Seitenauszug:
ZfK WärmewendeNachrichten

Was für ein kaltes Nahwärmenetz spricht

Die Wärmewende entscheidet sich vor allem im Gebäudesektor – und hier spielen Nahwärmenetze eine zentrale Rolle. Besonders kalte Nahwärmenetze eröffnen neue Möglichkeiten. Ein Gastkommentar.
09.09.2025

Der Projektentwickler Bonava hat bei der Planung der Wärmeversorgung eines neuen Wohnquartiers in Germersheim eine Machbarkeitsstudie genutzt.


Gastbeitrag von
Jan Fleischer
Abteilungsleiter Energieeffizienz bei BFE Institut für Energie und Umwelt
Daniel Jung
Geschäftsführer MVV Regioplan


Kalt oder warm?

Daten:

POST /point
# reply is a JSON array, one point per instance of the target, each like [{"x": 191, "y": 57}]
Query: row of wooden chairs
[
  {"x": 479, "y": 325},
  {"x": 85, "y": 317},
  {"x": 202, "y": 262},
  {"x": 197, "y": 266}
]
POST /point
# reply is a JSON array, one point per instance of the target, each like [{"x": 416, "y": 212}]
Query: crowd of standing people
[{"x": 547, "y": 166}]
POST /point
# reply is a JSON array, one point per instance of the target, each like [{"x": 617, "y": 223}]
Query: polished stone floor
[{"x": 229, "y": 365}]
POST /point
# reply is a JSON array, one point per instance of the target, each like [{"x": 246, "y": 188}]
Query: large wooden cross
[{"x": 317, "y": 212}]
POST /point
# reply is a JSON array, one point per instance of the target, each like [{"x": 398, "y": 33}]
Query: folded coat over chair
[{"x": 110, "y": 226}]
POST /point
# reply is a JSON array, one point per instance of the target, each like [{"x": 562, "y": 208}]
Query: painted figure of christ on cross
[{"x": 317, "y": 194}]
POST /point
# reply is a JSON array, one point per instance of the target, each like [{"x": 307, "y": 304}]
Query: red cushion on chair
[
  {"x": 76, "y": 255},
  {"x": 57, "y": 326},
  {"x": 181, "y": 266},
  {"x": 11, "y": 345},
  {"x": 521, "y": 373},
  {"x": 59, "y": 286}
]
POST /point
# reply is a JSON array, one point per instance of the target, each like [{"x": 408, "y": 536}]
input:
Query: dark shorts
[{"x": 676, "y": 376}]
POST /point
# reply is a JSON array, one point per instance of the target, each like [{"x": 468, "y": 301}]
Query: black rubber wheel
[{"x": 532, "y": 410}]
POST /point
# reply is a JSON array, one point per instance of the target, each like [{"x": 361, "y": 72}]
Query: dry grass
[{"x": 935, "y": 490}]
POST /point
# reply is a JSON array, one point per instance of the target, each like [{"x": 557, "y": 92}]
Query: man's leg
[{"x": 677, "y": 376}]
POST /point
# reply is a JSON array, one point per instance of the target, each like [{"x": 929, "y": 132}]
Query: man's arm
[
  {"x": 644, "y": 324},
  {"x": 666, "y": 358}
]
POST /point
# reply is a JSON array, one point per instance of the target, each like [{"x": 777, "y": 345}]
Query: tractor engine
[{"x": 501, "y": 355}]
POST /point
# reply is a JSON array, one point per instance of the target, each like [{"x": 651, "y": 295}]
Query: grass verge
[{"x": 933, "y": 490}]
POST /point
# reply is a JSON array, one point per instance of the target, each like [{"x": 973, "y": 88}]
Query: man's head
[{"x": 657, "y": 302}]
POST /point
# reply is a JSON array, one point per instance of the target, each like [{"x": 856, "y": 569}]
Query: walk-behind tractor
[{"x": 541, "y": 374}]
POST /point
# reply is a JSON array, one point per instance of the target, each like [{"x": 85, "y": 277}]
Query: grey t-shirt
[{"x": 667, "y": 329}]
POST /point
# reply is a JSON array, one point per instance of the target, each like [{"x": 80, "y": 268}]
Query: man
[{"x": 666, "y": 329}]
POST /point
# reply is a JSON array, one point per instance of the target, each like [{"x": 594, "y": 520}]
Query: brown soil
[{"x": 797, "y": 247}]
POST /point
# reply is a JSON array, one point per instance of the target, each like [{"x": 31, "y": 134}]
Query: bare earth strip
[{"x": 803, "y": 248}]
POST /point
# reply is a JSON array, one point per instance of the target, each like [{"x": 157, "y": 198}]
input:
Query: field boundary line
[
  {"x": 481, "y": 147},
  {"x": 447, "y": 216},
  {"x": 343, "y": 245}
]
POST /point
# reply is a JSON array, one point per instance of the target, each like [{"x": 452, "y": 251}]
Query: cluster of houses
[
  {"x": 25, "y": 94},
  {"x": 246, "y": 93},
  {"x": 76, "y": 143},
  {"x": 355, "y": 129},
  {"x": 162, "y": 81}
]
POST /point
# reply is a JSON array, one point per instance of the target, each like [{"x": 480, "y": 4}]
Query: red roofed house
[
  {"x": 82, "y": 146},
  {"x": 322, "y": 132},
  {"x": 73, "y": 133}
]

Aufgabe 1:
Welcher Projektentwickler hat laut Seitenauszug für die Wärmeversorgung eines neuen Wohnquartiers in Germersheim eine Machbarkeitsstudie genutzt?
Aufgabe 2:
Übersetzen Sie den Satz „Besonders kalte Nahwärmenetze eröffnen neue Möglichkeiten.“ aus dem Seitenauszug ins Englische.
Aufgabe 3:
Setzen Sie den Seitenauszug über kalte Nahwärmenetze im Anschluss an die Zwischenüberschrift „Kalt oder warm?“ fort.
Die Einträge stammen aus einer anderen Quelle als der Seitenauszug.

Antwortfeld 1:
Der Projektentwickler Bonava.

Antwortfeld 2:
Cold local heating networks in particular open up new possibilities.

Antwortfeld 3:
Klassischerweise werden Nahwärmenetze in Wohn- oder Gewerbequartieren mit Temperaturen zwischen 75 und 90 °C im Vorlauf betrieben. Die Temperatur wird ganzjährig konstant gehalten, damit auch die Brauchwarmwasserbereitung direkt gespeist werden kann.

Dieses hohe Temperaturniveau sorgt ganzjährig für Verteilungsverluste von rund 10 bis 20 Prozent. Bei einem bestehenden, Erdgas-betriebenen BHKW und Kessel kann der „Brennwerteffekt“ aufgrund der hohen Rücklauftemperaturen üblicherweise nicht oder nur anteilig genutzt werden. Dadurch steht die latente Wärme, weitere ca. 10 Prozent, nicht für eine Verbesserung des Gesamtwirkungsgrads des Nahwärmenetzes bei klassischem Betrieb zur Verfügung.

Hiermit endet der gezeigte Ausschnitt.